Generally, attorneys should work independently, without the incessant "conferring" that so often forms a major part of the fee petition in all but the tiniest cases. Counsel who are not able to work independently should not seek to represent the class.

 In re Continental Illinois Securities Litigation, 572 F. Supp. at 933. If this admonition had any effect at all, it is imperceptible. I have little doubt that "conferring" is the activity which consumed more time than any other in the case. How much of it was necessary and productive is obviously impossible to gauge. *fn6"

 A specific example of excessive time in this category is the trip that both Mr. Greenfield and Mr. Chimicles took from Philadelphia to Chicago on September 8, 1982, to attend a meeting with other counsel. Each of them has charged 16 hours for the trip and the conference. (I have seen no instance in this petition where travel time is not billed at the full hourly rate; every moment in transit was apparently spent working on the case.) Multiplying these 32 hours by the requested hourly rates for Messrs. Greenfield and Chimicles, the class is being asked to pay $ 9,440.00 for their attendance at the meeting. The petition contains not the slightest hint of what was accomplished at the meeting.

 The attorney time in Category No. 4 will be reduced by 75 percent.

┄┄┄┄┄┄┄┄┄┄

Stated exercise A:
Answer these questions using the fee-petition excerpt:
(i) Between which two cities did Mr. Greenfield and Mr. Chimicles travel on September 8, 1982?
(ii) How many hours did each of them charge for the trip and the conference?
(iii) By what percentage will the attorney time in Category No. 4 be reduced?
The rows that follow are unrelated to the fee-petition text.

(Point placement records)
┄┄┄┄┄┄┄┄┄┄

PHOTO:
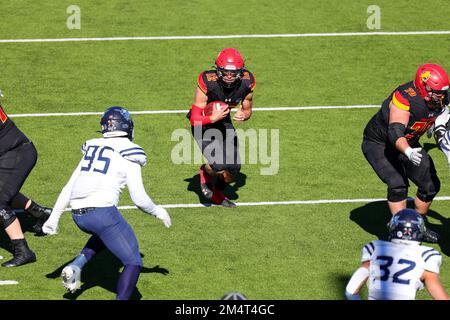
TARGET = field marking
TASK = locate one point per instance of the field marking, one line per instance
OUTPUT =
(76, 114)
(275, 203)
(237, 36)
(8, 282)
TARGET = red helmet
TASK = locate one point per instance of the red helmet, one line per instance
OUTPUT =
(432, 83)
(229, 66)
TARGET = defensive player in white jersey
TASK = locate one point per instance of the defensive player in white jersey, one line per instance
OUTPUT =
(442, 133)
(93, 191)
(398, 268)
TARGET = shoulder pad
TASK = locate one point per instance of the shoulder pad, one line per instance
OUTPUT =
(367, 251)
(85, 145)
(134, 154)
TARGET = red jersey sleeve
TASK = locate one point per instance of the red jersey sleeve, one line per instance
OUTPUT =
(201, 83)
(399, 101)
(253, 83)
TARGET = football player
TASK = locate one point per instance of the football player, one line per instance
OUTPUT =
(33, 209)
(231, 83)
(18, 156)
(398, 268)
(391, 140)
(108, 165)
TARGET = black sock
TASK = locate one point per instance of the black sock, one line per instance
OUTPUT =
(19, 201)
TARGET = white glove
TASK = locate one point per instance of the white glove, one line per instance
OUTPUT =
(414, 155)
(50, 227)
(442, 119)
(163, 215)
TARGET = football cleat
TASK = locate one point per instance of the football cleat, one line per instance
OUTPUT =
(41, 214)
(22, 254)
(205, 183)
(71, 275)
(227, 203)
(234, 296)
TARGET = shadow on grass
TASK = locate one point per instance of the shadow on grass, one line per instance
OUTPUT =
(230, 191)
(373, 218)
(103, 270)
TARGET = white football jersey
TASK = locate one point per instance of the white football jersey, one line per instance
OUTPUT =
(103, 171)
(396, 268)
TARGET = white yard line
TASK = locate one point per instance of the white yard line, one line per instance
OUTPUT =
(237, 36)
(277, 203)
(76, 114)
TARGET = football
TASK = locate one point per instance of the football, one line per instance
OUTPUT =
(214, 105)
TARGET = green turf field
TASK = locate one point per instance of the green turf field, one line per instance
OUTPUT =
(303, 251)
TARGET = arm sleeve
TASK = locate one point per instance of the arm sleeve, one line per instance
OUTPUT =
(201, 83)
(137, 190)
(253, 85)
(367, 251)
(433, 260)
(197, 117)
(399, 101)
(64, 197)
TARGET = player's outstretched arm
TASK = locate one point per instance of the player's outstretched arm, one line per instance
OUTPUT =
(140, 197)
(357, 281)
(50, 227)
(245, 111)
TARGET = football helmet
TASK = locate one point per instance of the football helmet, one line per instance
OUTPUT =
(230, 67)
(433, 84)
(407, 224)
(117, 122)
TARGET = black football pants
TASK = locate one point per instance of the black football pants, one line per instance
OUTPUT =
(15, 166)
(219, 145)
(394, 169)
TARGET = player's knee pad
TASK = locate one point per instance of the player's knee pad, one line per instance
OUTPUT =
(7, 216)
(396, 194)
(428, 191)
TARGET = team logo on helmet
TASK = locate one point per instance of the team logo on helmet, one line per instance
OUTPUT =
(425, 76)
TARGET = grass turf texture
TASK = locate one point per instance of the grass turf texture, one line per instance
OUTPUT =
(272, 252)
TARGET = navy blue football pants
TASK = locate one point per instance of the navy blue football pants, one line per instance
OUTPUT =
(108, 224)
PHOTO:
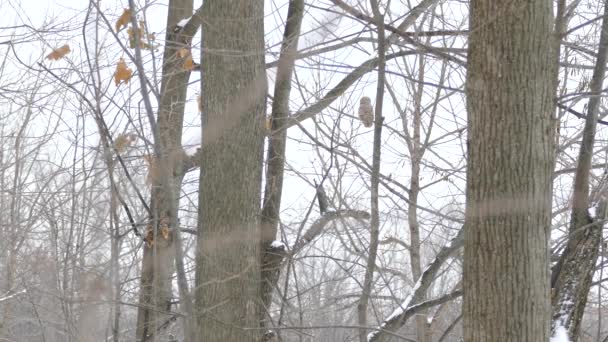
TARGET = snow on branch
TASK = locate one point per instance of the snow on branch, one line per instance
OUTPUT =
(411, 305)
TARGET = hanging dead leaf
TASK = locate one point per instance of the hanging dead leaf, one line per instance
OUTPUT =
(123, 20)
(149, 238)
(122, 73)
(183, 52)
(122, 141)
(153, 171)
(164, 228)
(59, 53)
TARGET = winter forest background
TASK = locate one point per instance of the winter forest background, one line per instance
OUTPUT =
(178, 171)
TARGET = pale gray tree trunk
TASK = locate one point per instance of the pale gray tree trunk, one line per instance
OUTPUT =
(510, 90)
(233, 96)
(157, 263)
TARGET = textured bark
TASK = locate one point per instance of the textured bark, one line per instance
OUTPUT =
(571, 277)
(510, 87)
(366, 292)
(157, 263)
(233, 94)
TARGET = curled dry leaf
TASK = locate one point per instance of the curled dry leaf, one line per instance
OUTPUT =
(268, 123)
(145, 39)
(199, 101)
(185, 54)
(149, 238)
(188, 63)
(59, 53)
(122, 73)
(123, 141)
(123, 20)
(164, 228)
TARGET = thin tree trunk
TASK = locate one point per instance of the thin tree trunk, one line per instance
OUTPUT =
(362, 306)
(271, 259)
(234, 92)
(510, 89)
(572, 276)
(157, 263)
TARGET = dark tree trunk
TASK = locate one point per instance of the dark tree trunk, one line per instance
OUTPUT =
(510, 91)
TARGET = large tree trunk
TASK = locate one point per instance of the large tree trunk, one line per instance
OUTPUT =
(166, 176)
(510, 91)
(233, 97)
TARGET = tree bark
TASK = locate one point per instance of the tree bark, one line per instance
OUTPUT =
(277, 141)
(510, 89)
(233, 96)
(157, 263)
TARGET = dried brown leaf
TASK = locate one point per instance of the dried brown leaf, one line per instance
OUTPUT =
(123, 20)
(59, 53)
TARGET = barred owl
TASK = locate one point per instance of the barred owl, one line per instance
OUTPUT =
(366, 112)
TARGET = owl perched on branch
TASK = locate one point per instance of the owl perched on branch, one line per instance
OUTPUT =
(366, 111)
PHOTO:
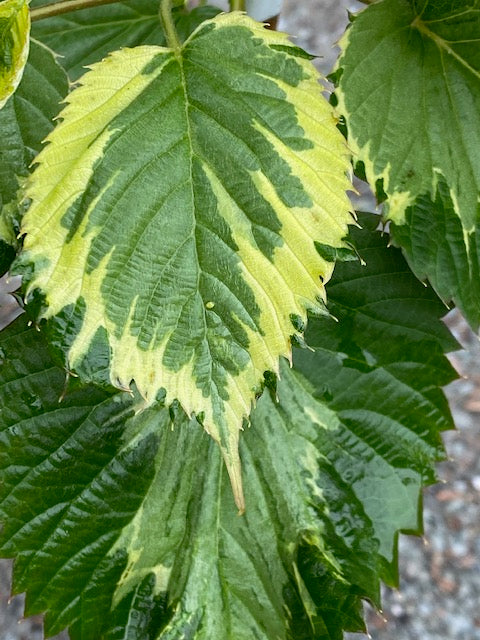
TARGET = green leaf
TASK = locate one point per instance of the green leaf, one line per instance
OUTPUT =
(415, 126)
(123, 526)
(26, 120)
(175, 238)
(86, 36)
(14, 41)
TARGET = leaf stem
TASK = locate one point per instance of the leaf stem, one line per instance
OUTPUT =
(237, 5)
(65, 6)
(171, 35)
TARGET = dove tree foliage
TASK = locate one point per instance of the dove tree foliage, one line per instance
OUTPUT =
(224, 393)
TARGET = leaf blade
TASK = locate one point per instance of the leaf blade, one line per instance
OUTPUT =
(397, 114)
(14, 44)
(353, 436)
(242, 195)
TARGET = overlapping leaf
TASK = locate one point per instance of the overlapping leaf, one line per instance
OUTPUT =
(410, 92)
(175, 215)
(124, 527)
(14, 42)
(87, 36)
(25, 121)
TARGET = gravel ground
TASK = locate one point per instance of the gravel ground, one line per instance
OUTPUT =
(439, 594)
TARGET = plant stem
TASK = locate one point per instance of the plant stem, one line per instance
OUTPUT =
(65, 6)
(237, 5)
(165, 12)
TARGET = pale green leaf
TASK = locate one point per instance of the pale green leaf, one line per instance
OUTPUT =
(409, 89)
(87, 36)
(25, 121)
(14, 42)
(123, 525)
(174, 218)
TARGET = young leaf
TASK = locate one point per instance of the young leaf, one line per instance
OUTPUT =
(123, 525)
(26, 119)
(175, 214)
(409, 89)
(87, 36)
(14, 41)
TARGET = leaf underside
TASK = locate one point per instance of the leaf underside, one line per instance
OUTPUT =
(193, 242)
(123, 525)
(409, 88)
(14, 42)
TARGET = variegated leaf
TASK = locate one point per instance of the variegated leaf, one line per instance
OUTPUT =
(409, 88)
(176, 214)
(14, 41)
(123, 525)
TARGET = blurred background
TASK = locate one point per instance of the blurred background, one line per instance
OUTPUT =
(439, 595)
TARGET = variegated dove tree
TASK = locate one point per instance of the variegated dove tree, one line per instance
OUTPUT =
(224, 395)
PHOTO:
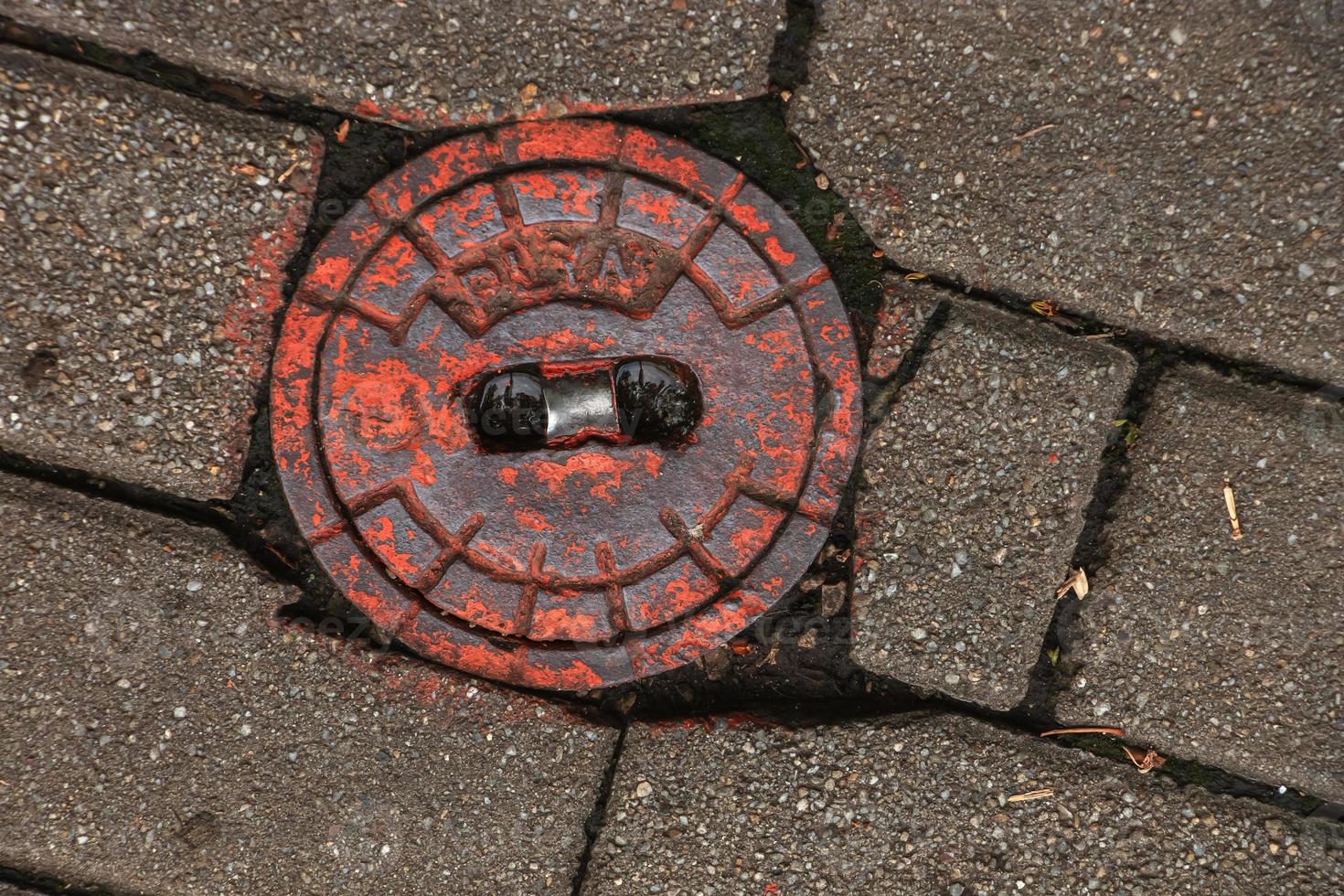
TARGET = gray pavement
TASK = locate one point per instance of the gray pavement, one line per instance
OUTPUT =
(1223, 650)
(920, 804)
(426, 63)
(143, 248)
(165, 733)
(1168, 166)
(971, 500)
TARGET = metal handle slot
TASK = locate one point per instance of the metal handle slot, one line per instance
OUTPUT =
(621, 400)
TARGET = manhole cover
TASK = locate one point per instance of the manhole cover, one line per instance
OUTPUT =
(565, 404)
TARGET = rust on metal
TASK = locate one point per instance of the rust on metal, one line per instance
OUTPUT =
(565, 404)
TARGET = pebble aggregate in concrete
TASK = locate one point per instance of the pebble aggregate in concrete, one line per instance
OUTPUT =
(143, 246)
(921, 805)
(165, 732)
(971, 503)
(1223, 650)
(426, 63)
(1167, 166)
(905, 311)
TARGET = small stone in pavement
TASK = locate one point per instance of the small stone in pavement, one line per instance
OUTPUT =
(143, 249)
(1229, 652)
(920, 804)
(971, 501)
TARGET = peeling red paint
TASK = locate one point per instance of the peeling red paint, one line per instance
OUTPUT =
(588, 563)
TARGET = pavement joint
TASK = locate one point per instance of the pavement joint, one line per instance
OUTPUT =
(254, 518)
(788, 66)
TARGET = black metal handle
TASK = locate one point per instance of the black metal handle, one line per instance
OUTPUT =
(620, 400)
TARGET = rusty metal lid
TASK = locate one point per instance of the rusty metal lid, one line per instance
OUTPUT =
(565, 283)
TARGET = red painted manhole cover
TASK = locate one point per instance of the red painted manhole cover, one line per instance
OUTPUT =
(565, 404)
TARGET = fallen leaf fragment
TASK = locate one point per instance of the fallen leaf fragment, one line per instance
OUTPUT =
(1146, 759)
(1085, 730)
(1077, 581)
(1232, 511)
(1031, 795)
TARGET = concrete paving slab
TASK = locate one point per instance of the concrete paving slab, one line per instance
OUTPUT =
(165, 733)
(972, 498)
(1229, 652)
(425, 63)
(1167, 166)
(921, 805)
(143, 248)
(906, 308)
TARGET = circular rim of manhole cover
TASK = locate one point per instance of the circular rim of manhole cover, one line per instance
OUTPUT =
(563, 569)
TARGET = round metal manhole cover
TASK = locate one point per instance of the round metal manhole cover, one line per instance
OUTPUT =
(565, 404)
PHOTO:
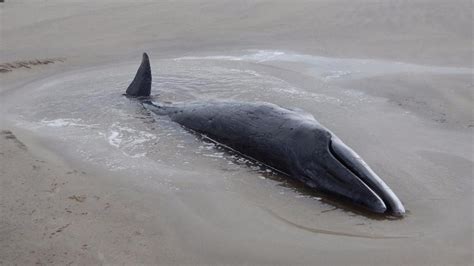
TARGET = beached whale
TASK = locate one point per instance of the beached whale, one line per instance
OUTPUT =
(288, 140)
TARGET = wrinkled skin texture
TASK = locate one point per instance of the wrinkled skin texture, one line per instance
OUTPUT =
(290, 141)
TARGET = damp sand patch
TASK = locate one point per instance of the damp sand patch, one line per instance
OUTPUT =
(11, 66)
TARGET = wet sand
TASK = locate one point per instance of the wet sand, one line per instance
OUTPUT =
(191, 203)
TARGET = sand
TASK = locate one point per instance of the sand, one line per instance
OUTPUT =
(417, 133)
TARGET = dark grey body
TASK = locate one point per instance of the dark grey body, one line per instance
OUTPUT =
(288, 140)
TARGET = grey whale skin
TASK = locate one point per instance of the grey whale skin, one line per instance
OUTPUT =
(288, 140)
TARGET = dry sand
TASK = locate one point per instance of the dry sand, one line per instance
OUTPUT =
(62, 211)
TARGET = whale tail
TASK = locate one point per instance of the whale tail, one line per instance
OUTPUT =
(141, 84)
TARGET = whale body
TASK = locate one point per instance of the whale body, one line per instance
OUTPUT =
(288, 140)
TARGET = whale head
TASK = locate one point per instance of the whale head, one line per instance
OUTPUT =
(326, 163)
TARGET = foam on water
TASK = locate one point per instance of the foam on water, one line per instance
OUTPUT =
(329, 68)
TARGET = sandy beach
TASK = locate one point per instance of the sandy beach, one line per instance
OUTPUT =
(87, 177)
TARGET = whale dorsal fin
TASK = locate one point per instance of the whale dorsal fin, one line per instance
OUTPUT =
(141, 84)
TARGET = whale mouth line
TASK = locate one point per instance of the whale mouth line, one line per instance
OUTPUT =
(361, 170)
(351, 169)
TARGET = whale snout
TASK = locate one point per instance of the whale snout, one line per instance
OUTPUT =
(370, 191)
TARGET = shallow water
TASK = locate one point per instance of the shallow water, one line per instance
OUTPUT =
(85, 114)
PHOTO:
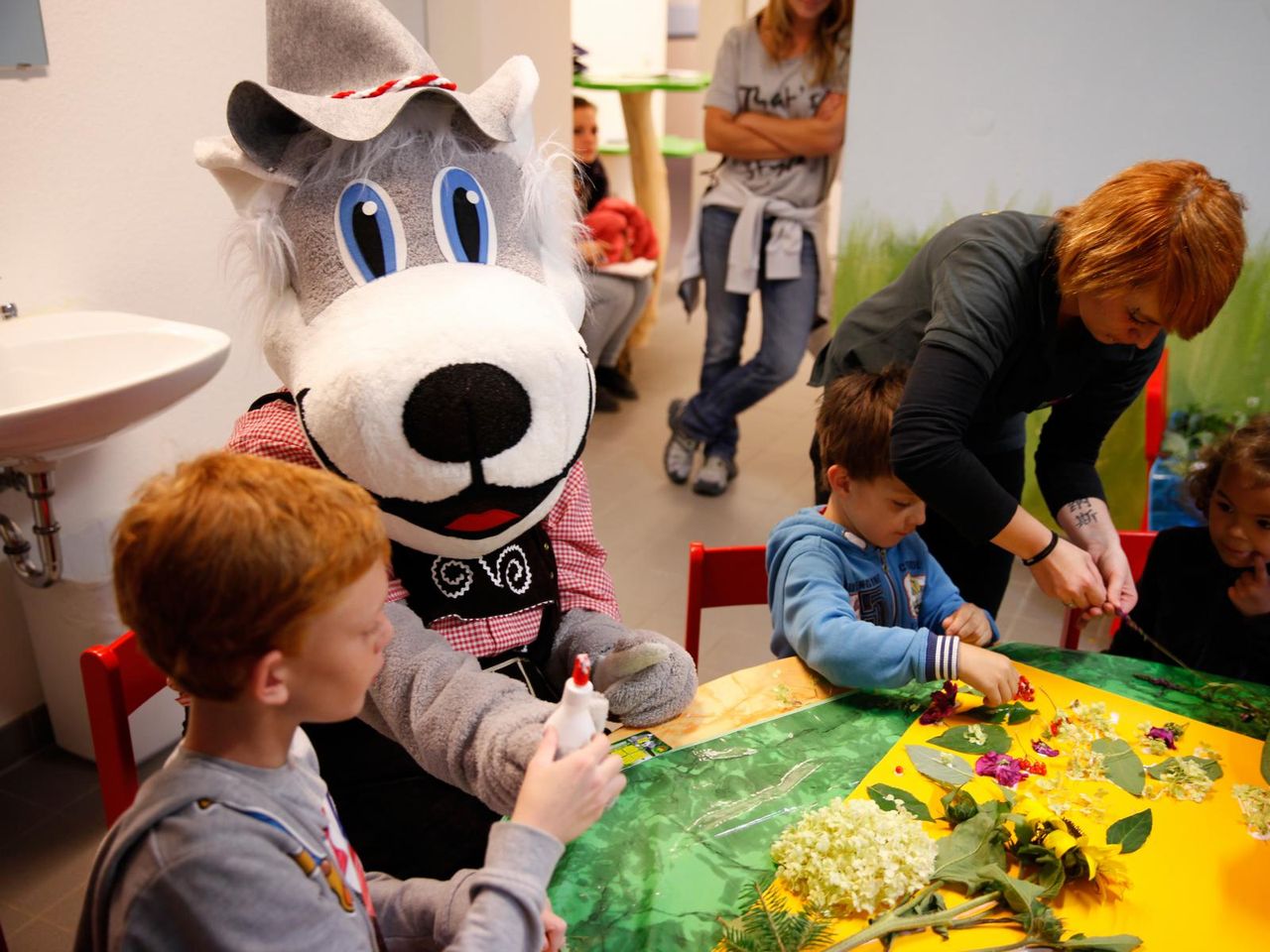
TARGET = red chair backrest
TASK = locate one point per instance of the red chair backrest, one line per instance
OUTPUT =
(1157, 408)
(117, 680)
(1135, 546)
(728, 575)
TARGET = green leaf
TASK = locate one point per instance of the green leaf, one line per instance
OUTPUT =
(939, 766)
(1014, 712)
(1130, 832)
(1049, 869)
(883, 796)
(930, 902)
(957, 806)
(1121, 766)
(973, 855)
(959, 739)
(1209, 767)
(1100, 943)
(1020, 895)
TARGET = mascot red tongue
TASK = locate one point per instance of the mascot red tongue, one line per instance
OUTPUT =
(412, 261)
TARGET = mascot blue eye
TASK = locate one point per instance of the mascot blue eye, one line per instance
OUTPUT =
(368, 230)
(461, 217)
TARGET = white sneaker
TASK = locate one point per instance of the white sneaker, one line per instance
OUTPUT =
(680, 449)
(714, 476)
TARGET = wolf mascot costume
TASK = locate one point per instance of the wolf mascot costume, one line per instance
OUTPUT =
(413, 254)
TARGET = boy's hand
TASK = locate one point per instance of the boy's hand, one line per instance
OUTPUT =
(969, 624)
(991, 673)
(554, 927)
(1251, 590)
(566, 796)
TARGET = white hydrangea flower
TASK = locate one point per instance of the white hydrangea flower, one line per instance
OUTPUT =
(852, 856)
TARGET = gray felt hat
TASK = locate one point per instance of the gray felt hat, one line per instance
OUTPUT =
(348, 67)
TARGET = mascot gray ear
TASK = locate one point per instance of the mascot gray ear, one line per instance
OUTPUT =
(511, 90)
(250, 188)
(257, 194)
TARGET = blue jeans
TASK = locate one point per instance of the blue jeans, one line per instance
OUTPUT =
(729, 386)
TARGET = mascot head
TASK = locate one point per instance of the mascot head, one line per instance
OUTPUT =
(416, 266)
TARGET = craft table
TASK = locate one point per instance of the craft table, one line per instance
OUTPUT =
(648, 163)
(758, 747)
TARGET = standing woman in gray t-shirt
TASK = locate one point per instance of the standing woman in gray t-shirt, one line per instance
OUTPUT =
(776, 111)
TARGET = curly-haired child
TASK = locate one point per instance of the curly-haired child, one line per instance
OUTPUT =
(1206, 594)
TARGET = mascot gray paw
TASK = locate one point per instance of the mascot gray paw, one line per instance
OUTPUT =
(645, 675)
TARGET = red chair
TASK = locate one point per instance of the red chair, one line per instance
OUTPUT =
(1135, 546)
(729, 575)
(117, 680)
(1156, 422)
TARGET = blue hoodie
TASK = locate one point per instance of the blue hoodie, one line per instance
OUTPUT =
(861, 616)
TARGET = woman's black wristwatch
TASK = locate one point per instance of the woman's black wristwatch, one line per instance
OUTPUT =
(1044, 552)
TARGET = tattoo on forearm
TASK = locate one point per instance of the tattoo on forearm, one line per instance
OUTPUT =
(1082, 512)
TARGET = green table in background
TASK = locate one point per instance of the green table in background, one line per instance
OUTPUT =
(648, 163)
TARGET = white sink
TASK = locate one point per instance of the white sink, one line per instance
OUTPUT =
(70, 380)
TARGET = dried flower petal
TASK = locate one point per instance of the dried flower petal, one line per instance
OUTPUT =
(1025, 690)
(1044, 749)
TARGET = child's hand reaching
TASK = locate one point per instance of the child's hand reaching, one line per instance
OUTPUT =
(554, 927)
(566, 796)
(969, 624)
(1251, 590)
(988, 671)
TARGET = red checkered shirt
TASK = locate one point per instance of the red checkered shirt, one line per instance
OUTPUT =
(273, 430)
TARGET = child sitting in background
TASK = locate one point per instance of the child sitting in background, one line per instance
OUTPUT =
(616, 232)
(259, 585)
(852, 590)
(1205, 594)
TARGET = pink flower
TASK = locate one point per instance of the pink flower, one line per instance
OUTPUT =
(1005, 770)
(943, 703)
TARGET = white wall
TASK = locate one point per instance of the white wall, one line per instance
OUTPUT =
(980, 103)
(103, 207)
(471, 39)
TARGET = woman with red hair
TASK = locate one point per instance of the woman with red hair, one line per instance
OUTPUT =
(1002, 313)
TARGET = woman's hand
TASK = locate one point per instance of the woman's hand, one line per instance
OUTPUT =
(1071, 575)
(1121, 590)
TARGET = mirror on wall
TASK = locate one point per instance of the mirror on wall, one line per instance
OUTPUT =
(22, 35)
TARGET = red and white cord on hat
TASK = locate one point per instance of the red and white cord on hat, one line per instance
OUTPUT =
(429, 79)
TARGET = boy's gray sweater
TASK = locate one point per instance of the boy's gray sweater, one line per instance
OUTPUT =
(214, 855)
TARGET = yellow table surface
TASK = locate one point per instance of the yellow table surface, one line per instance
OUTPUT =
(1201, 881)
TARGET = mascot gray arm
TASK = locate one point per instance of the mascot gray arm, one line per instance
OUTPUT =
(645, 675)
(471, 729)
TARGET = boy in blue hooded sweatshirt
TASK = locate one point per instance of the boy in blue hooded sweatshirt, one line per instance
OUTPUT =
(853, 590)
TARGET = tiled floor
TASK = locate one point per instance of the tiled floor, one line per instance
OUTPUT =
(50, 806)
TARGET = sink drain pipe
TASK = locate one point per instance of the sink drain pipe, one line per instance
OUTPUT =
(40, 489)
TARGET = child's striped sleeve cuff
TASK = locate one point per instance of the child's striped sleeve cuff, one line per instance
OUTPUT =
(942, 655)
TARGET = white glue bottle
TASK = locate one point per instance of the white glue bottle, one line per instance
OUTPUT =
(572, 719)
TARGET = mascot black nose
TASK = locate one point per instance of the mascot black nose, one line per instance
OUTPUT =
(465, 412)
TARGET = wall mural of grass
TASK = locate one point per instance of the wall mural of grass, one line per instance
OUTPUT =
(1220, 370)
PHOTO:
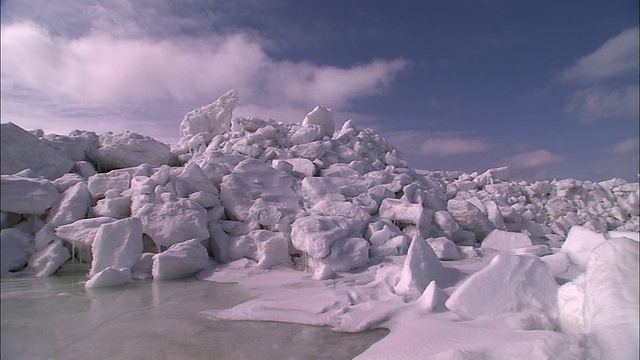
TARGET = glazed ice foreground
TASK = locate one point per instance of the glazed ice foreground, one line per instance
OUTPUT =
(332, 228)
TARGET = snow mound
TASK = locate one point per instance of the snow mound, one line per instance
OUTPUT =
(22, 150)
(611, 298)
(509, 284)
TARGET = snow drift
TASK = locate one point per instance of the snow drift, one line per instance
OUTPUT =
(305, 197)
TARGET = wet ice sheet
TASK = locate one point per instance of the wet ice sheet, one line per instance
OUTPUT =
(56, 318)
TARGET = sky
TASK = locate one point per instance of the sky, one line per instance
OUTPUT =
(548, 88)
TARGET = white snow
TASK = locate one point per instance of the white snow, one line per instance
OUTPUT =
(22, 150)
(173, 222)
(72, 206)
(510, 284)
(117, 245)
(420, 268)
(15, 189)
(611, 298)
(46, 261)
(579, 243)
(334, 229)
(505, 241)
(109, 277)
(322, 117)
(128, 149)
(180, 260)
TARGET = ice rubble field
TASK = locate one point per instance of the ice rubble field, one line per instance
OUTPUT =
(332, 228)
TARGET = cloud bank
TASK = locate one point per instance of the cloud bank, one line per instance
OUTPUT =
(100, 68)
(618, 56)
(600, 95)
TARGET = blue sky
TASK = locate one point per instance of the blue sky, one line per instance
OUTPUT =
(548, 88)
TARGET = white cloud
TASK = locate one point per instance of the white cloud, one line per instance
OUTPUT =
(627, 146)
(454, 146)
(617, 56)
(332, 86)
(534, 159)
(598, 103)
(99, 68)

┄┄┄┄┄┄┄┄┄┄

Stated exercise B: Count the lines of the rows that contain the string "grass". Reply with the number only.

Reply A:
(i) Philadelphia to Chicago
(ii) 16 hours
(iii) 75 percent

Reply B: 6